BEGIN
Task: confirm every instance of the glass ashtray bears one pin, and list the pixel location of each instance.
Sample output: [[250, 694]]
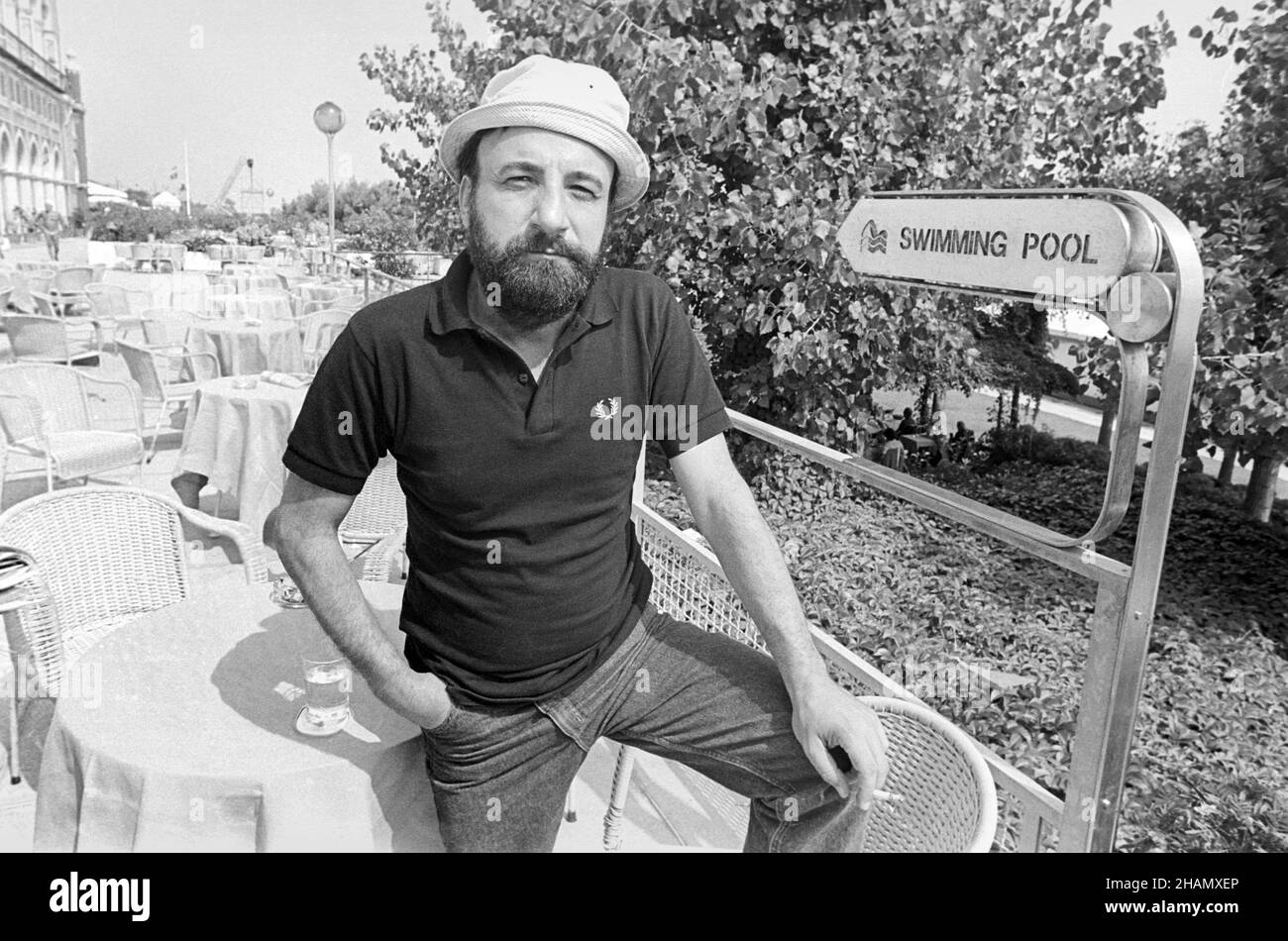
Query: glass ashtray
[[286, 593]]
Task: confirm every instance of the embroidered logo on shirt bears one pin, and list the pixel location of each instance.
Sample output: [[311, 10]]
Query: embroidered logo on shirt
[[606, 408]]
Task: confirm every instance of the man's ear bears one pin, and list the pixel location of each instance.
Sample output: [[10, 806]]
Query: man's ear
[[463, 198]]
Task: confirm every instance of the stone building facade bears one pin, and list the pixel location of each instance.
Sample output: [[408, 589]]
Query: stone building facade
[[42, 116]]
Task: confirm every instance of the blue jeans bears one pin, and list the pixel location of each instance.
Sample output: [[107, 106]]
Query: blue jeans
[[501, 774]]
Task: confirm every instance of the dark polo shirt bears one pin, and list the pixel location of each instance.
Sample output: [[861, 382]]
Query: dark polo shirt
[[524, 568]]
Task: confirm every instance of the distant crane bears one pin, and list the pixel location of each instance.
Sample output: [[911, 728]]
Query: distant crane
[[232, 177]]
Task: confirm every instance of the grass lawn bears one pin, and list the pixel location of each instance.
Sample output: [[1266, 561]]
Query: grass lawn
[[912, 592]]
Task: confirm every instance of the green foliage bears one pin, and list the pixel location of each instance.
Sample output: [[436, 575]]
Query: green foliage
[[253, 233], [352, 200], [204, 240], [902, 587], [1025, 443], [385, 237], [1232, 189], [130, 223], [763, 123]]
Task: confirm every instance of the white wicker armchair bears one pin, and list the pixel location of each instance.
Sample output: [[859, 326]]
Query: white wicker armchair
[[34, 338], [116, 308], [949, 800], [46, 413], [153, 369], [106, 555], [318, 331], [376, 523]]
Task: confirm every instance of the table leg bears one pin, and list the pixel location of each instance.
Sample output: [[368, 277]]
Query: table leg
[[188, 486]]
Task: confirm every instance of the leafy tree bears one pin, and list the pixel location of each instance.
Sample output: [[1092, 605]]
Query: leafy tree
[[386, 239], [764, 121], [1243, 219], [352, 198]]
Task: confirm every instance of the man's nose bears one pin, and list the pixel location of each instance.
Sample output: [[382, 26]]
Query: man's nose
[[552, 211]]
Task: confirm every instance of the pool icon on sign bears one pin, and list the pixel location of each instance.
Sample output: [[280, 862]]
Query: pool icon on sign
[[871, 239]]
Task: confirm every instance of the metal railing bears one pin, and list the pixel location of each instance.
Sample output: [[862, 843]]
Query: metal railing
[[374, 280]]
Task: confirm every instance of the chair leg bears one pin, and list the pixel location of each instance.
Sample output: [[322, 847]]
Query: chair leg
[[156, 433], [14, 766], [617, 798]]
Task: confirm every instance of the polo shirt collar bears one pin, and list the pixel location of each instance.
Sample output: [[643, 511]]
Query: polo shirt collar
[[463, 297]]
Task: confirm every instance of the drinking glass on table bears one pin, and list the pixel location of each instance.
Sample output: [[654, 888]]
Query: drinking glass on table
[[327, 681]]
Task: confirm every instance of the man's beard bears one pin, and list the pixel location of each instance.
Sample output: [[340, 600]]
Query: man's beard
[[532, 291]]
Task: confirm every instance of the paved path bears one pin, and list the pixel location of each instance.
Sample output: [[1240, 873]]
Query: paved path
[[1061, 419]]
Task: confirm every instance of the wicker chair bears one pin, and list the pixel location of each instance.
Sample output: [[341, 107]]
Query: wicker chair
[[47, 340], [34, 640], [46, 413], [106, 555], [116, 308], [154, 368], [949, 800], [320, 331], [166, 327], [378, 511], [68, 287]]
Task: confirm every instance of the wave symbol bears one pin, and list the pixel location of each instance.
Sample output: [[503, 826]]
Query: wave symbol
[[872, 239]]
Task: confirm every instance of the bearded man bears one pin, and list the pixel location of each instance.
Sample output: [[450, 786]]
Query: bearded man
[[527, 610]]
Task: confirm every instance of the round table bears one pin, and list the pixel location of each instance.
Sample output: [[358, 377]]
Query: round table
[[275, 306], [249, 283], [250, 347], [192, 744], [235, 439]]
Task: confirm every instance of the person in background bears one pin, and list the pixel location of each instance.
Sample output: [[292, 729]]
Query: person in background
[[485, 386], [961, 443], [939, 435], [17, 224], [51, 226]]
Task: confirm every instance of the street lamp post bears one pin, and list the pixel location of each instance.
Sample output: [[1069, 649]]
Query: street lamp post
[[330, 119]]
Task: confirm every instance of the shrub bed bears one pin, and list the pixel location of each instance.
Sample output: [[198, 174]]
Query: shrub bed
[[903, 587]]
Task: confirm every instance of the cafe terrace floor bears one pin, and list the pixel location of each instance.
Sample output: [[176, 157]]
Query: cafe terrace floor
[[669, 807]]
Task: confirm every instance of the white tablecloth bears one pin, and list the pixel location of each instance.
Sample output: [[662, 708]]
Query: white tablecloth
[[239, 306], [250, 348], [180, 290], [193, 747], [236, 438]]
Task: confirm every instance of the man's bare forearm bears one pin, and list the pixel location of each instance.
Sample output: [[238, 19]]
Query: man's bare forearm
[[314, 559], [755, 568]]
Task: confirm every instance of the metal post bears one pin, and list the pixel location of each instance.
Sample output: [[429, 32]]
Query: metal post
[[1111, 695], [330, 179]]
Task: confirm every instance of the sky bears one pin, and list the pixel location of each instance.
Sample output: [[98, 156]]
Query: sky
[[241, 78]]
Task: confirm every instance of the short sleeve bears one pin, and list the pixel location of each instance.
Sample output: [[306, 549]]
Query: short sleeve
[[343, 429], [687, 406]]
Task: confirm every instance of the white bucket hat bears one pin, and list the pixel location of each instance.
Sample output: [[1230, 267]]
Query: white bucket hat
[[567, 97]]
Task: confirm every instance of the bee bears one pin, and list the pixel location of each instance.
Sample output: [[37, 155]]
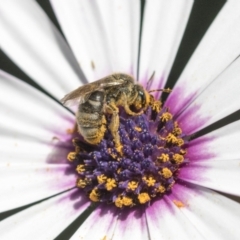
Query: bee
[[105, 96]]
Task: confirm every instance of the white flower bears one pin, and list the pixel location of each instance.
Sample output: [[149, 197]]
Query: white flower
[[103, 36]]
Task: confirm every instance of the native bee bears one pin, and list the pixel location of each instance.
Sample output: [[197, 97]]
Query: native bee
[[105, 96]]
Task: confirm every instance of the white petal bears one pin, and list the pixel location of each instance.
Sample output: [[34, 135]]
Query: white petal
[[165, 221], [213, 215], [45, 220], [34, 44], [99, 225], [221, 144], [132, 224], [222, 175], [215, 160], [219, 47], [163, 27], [22, 184], [220, 99], [103, 35], [29, 124]]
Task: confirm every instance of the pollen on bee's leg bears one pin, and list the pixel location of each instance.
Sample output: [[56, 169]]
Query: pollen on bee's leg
[[136, 161], [72, 130]]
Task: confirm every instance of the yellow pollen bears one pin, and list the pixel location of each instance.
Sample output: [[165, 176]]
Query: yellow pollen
[[171, 138], [166, 117], [150, 181], [80, 168], [101, 178], [119, 202], [161, 189], [156, 106], [143, 198], [123, 201], [177, 131], [178, 158], [132, 185], [180, 142], [110, 184], [71, 156], [164, 157], [94, 195], [138, 129], [166, 173], [127, 201], [183, 151], [81, 183]]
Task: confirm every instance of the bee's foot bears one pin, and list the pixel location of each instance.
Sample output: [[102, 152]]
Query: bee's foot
[[72, 130], [119, 149]]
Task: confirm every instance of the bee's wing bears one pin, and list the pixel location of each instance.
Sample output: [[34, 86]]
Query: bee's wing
[[81, 94]]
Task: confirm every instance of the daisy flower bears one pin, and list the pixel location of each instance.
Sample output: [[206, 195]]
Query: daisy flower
[[174, 178]]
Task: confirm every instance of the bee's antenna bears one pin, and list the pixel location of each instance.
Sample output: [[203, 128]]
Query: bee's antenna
[[150, 80], [168, 90]]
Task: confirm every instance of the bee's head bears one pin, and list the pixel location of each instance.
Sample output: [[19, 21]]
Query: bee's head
[[143, 98]]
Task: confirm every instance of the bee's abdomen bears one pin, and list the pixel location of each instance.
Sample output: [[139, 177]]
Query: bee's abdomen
[[90, 118]]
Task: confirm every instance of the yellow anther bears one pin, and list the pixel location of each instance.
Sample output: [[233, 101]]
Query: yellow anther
[[166, 117], [156, 106], [81, 183], [80, 168], [166, 173], [164, 157], [178, 158], [132, 185], [94, 196], [143, 198], [180, 142], [177, 131], [119, 202], [101, 178], [171, 138], [71, 156], [110, 184], [150, 181], [138, 129], [127, 201], [161, 189], [183, 151]]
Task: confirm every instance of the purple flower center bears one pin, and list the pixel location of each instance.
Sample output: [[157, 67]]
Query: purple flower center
[[147, 166]]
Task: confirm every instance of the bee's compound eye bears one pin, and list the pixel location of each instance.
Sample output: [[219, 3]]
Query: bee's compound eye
[[97, 96], [141, 94]]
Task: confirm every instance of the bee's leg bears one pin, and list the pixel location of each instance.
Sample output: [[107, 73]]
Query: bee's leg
[[128, 110], [114, 125], [73, 130]]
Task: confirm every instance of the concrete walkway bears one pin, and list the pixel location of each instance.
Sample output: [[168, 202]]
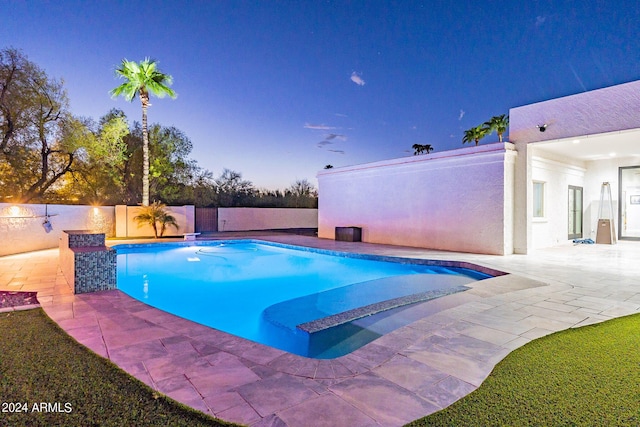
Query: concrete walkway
[[406, 374]]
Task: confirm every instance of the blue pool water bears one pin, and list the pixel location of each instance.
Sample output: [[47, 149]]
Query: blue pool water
[[276, 295]]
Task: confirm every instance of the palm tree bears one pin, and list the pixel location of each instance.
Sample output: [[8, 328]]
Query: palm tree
[[143, 79], [475, 134], [155, 214], [498, 124], [419, 148]]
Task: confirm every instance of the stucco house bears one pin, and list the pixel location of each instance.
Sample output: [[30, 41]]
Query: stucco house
[[540, 189]]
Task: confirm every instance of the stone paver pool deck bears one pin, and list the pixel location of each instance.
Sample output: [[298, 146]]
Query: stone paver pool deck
[[409, 373]]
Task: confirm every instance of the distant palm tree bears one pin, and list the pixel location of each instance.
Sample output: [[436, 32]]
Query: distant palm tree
[[419, 148], [142, 79], [475, 134], [498, 124], [155, 214]]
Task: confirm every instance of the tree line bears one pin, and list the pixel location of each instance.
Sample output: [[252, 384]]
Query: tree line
[[49, 155]]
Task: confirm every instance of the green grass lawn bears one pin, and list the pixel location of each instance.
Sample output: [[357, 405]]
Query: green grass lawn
[[39, 362], [588, 376]]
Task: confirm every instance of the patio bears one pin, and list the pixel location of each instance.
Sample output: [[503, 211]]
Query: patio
[[409, 373]]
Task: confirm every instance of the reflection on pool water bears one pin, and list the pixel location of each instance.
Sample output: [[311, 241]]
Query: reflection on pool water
[[301, 301]]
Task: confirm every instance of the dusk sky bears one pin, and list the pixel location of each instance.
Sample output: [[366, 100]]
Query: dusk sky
[[278, 90]]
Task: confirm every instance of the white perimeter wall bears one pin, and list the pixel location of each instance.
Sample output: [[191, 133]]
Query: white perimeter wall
[[246, 219], [459, 200], [21, 227]]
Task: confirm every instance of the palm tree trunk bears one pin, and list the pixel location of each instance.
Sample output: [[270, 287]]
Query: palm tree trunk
[[145, 157]]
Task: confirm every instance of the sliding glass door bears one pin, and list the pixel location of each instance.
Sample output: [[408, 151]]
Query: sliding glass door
[[629, 203], [575, 212]]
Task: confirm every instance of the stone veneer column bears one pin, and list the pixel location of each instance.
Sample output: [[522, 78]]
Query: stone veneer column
[[87, 264]]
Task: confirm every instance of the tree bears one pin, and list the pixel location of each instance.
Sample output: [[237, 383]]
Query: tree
[[419, 149], [156, 214], [498, 124], [303, 194], [97, 174], [232, 190], [143, 79], [475, 134], [39, 138]]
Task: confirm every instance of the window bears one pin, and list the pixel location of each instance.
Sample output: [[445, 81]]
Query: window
[[538, 199]]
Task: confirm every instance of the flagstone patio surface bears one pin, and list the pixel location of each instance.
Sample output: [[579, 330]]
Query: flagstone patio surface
[[407, 374]]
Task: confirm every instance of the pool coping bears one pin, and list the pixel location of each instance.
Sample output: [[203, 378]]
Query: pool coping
[[407, 374]]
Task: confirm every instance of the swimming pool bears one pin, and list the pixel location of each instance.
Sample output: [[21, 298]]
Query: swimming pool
[[308, 302]]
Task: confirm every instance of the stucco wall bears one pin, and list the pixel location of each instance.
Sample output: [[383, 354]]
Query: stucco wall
[[126, 226], [599, 111], [21, 228], [558, 175], [458, 200], [245, 219]]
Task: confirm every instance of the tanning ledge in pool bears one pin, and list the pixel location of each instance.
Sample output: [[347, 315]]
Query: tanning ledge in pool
[[360, 312]]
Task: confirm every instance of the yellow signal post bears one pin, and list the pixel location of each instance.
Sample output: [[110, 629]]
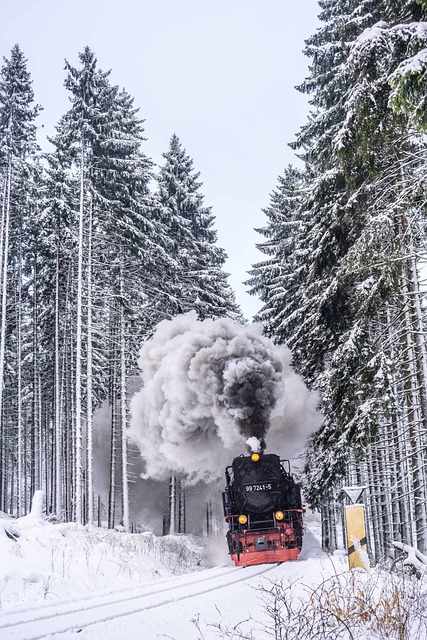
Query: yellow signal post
[[357, 546]]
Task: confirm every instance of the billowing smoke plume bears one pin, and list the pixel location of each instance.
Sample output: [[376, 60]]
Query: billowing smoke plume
[[210, 389]]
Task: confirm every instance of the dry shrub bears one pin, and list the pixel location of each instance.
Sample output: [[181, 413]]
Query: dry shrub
[[373, 605]]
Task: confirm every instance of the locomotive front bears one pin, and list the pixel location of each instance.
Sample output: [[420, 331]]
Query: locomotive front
[[263, 509]]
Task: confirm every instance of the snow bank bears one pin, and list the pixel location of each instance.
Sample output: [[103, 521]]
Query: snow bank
[[44, 562]]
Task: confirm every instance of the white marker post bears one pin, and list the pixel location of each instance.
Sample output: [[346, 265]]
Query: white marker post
[[357, 545]]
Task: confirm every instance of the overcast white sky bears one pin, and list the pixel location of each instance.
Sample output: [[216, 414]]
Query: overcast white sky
[[220, 74]]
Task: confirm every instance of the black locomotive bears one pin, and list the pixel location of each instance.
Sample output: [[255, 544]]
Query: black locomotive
[[263, 509]]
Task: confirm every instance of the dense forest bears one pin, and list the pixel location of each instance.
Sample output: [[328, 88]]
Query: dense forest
[[345, 250], [97, 246]]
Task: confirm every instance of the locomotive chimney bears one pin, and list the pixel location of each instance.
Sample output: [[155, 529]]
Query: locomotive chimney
[[255, 445]]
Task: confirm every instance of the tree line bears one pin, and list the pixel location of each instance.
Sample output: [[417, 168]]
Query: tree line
[[342, 282], [92, 257]]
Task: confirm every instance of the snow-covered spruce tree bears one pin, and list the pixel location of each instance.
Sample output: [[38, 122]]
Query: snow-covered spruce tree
[[277, 279], [17, 151], [193, 277], [98, 144], [358, 335]]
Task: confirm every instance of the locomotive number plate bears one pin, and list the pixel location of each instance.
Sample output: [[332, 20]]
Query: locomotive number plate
[[263, 486]]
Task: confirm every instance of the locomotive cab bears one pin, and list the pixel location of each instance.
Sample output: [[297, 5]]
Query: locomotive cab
[[263, 509]]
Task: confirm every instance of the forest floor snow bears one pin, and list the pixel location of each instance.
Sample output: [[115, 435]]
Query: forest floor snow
[[61, 581]]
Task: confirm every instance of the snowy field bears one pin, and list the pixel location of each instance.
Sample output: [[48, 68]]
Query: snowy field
[[67, 582]]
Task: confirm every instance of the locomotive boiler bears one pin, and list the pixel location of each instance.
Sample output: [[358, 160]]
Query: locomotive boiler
[[263, 510]]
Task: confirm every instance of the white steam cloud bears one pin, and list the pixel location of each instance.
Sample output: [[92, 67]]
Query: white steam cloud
[[209, 389]]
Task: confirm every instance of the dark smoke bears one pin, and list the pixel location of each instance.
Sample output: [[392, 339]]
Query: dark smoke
[[208, 388]]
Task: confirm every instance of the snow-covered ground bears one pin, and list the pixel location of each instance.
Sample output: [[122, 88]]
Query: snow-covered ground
[[67, 582]]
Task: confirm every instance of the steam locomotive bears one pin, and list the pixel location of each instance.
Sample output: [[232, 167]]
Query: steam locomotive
[[263, 509]]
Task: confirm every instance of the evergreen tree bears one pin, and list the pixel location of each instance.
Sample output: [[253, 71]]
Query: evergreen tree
[[356, 330], [193, 277], [17, 150]]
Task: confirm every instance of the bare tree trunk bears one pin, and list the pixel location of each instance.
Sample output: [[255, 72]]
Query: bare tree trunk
[[123, 410], [78, 504]]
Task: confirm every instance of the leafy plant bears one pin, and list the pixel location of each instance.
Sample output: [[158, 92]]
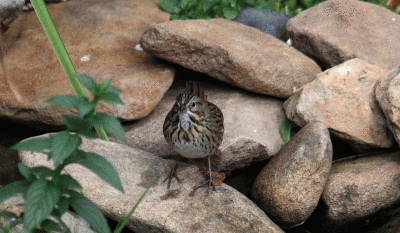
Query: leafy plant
[[207, 9], [48, 192], [229, 9]]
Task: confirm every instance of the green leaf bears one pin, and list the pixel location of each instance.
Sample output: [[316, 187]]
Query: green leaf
[[69, 183], [16, 222], [286, 130], [171, 6], [186, 4], [40, 199], [50, 225], [63, 144], [88, 82], [110, 124], [229, 13], [8, 214], [85, 107], [208, 4], [32, 144], [24, 170], [63, 205], [79, 126], [89, 211], [68, 101], [99, 165], [41, 171], [178, 17], [12, 189]]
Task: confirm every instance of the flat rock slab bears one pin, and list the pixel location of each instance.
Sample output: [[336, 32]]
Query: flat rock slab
[[176, 210], [335, 31], [252, 127], [231, 52], [387, 93], [343, 99], [100, 36], [289, 187], [360, 188]]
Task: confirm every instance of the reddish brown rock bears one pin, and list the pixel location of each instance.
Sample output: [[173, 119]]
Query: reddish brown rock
[[105, 32], [359, 189], [233, 53], [335, 31], [289, 187], [252, 127], [387, 93], [343, 99]]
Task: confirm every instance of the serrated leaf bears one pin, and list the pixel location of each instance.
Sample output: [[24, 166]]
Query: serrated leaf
[[12, 189], [16, 222], [79, 126], [63, 205], [89, 211], [69, 183], [286, 130], [109, 124], [229, 13], [50, 225], [88, 82], [8, 214], [99, 165], [112, 98], [40, 199], [63, 144], [67, 101], [85, 107], [170, 6], [24, 170], [32, 144], [41, 171], [178, 17], [208, 4]]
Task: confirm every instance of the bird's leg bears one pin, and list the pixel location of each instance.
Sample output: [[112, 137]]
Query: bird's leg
END
Restate word for word the entries above, starting at the line with "Query: person in background" and ending at the line with "Task: confirm every instance of the white tablecloth", inclusive, and no others.

Query: person in background
[[485, 386], [961, 443], [939, 435], [17, 224], [51, 226]]
Task: confirm every instance of the street lamp post bears one pin, and list the pixel location of each instance.
Sample output: [[1069, 649]]
Query: street lamp post
[[330, 119]]
Task: confirm every instance of the shrub bed bears one pin, and list the pixel location of each instance.
Sample output: [[198, 174]]
Query: shrub bed
[[903, 587]]
Task: confirm every instance of the cafe terrace floor bears one pin, and list the pixel location of each instance.
Sample output: [[176, 157]]
Query: cafe terrace floor
[[669, 807]]
Task: confirm every instance of the white tablecloth bears one pin, and list the pixel location of each instance.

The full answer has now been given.